▶ _SELECTED TEXT_
'''

Apparently “beats” are the name of a pair of extortionate headphones produced by American rapper Dr Dre. Harvey Norman sell them for €299.

LSB shook his head.

The three little boys, clutching their bottles of American soda, schooled only in commercialism and brashness, brushed by us in a blur.

On being a creepface

I have the unfortunate habit of staring for long periods of time at strangers I find interesting. Conditions in early childhood encouraged the practice. My bedroom was at the very top of the house facing a busy park and a bus stop. From there I could observe ladies in leggings and ear muffs making their way to the shops and groups of children trying in vain to retrieve shuttlecocks they had misfired into trees.

Sometimes I would sit for so long by the window that I could see the ladies return with their Dunnes Stores shopping bags. It always gave me satisfaction to note the details, like that they’d removed their ear muffs and bought a stick of French bread or two packets of toilet paper.

Some people are interested in living life but I am surprisingly content just to look at it. When I was young, I used to find it fascinating to watch my sister play with her playmobil. She’d set up her toy ambulance, or farmhouse or schoolroom and assign names to each of the playmobil figurines, which she recorded in a special little book which I have preserved for posterity.

'''

▶ _DIRECTION 1_
Can you extract the part of the people-watching passage from "I have the unfortunate" up to and including "misfired into trees.", copying it word for word?
▶ _DIRECTION 2_
Would you extend the people-watching passage beyond its last sentence, keeping its first-person voice?

▶ _DATA SECTION_
'''

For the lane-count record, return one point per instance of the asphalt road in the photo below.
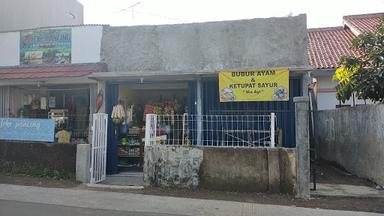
(16, 200)
(16, 208)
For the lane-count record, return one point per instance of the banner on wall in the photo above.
(254, 85)
(23, 129)
(46, 46)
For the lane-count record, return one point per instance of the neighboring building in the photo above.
(327, 45)
(27, 14)
(43, 74)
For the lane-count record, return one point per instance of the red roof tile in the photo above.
(327, 45)
(51, 71)
(363, 23)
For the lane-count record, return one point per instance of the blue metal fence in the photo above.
(284, 111)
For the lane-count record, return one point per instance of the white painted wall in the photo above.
(86, 45)
(9, 49)
(27, 14)
(327, 100)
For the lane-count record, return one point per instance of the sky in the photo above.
(320, 13)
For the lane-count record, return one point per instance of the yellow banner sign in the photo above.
(254, 85)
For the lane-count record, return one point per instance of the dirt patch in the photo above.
(331, 173)
(36, 181)
(335, 203)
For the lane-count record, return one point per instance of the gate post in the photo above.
(302, 147)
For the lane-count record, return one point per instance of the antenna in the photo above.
(132, 10)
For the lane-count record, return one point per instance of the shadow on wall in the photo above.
(52, 156)
(227, 169)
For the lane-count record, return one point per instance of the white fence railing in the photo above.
(211, 130)
(99, 148)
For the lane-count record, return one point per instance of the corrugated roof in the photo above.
(363, 23)
(51, 71)
(327, 45)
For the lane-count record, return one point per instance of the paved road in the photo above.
(85, 202)
(16, 208)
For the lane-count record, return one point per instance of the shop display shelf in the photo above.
(129, 156)
(131, 146)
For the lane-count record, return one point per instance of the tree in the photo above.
(363, 75)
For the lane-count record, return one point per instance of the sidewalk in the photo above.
(156, 204)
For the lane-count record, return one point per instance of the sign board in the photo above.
(254, 85)
(46, 46)
(23, 129)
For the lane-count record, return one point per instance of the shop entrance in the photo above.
(134, 102)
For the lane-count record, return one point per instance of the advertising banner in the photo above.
(254, 85)
(45, 46)
(23, 129)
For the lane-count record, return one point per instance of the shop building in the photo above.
(173, 71)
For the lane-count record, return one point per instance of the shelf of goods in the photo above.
(131, 152)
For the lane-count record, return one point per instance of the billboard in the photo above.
(23, 129)
(45, 46)
(254, 85)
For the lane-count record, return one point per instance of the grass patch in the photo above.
(13, 168)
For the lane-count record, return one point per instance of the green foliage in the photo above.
(344, 89)
(13, 168)
(364, 74)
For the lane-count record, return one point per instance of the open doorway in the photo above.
(137, 100)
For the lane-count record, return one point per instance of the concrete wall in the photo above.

'''

▶ _FINAL ANSWER 1_
I have the unfortunate habit of staring for long periods of time at strangers I find interesting. Conditions in early childhood encouraged the practice. My bedroom was at the very top of the house facing a busy park and a bus stop. From there I could observe ladies in leggings and ear muffs making their way to the shops and groups of children trying in vain to retrieve shuttlecocks they had misfired into trees.

▶ _FINAL ANSWER 2_
She became a scientist; I studied Psychology.

I don’t watch much television because my parents are always watching the Bavarian news or German documentaries about the Pope. When I get the chance though I love to watch people watching television.

My favourite person to watch is my mother.

When she has time, my mother watches sentimental German films, which feature families that seem to making a wholesome livelihood milking cows and running hotels in the Alps, but inwardly battling with deep-seated problems like long-lost loves and corruption in the bovine trade.

In the last thirty minutes of such dramas, my mother’s face changes. As conflicts reach their climax, and true thoughts are expressed, her lips begin to move a little, her eyes grow bigger and she can’t stop the tears that begin to roll one-by-one down her cheeks.

When I turn to look at her, she gets embarrassed and flashes me a sheepish smile. I pretend I haven’t noticed even though she should really know by now that her indiscriminate display of empathy is among the billions of things I admire about her and that her compassion for villagers in complicated love triangles is endearing.

My father’s expression becomes exceptionally benign when he watches trains bounding through glorious British countryside and stuffy antique shows where soft-spoken elderly males evaluate the worth of a 1786 gold-plated pocket watch.

In a domestic context, my bad habit doesn’t get me into too much trouble. Apart from the odd bus passenger sitting on the top deck, whose eye I catch as he’s looking out the window into my bedroom, I seem to keep my creeping quite covert.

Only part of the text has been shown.